• **ASSIGNMENT**
Write out precisely the lines beginning with the line that contains "Retail shelf audit in progress. Identify where the water stream" and ending with the last line of the entries, and no other lines.

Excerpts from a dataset

▬▬▬

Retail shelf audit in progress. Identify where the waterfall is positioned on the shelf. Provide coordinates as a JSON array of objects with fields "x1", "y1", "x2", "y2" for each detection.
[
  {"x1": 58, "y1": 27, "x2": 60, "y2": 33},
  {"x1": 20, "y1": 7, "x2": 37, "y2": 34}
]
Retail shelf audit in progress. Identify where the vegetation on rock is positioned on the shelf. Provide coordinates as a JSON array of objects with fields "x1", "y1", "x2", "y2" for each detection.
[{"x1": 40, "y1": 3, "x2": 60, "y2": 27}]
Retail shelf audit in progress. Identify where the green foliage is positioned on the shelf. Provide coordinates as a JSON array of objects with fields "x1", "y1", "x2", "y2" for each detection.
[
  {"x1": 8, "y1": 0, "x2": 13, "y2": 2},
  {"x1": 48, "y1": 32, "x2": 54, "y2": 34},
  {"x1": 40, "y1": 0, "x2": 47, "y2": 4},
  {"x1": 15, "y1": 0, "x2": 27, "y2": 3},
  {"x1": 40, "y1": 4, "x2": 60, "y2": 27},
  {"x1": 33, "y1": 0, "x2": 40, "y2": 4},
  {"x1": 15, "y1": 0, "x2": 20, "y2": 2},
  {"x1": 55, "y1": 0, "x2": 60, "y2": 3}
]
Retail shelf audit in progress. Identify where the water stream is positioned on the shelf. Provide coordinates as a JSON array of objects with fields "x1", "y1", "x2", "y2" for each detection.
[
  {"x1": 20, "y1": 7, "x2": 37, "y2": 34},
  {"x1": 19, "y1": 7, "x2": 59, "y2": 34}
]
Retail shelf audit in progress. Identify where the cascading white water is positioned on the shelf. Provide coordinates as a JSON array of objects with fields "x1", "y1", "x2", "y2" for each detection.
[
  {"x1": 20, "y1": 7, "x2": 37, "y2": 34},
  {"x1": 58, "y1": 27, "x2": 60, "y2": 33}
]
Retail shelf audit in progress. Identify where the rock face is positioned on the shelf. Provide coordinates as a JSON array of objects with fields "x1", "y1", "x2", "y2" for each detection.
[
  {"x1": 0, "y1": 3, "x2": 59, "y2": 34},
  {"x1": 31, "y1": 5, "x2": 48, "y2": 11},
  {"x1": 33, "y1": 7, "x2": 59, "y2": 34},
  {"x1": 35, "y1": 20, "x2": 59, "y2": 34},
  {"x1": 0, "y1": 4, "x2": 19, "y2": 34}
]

▬▬▬

• **TASK ANSWER**
Retail shelf audit in progress. Identify where the water stream is positioned on the shelf. Provide coordinates as a JSON array of objects with fields "x1", "y1", "x2", "y2" for each detection.
[
  {"x1": 20, "y1": 7, "x2": 37, "y2": 34},
  {"x1": 19, "y1": 7, "x2": 59, "y2": 34}
]
Retail shelf audit in progress. Identify where the cascading white water is positioned on the shelf. Provide coordinates as a JSON array of objects with fields "x1", "y1", "x2", "y2" for each detection.
[
  {"x1": 20, "y1": 7, "x2": 37, "y2": 34},
  {"x1": 58, "y1": 27, "x2": 60, "y2": 33}
]
Retail shelf audit in progress. Identify where the rock face is positioned on the shelf. Provide coordinates as a JSON array of objects with fields "x1", "y1", "x2", "y2" for each detection.
[
  {"x1": 0, "y1": 3, "x2": 59, "y2": 34},
  {"x1": 31, "y1": 5, "x2": 48, "y2": 11},
  {"x1": 33, "y1": 7, "x2": 59, "y2": 34},
  {"x1": 35, "y1": 20, "x2": 59, "y2": 34},
  {"x1": 0, "y1": 4, "x2": 19, "y2": 34}
]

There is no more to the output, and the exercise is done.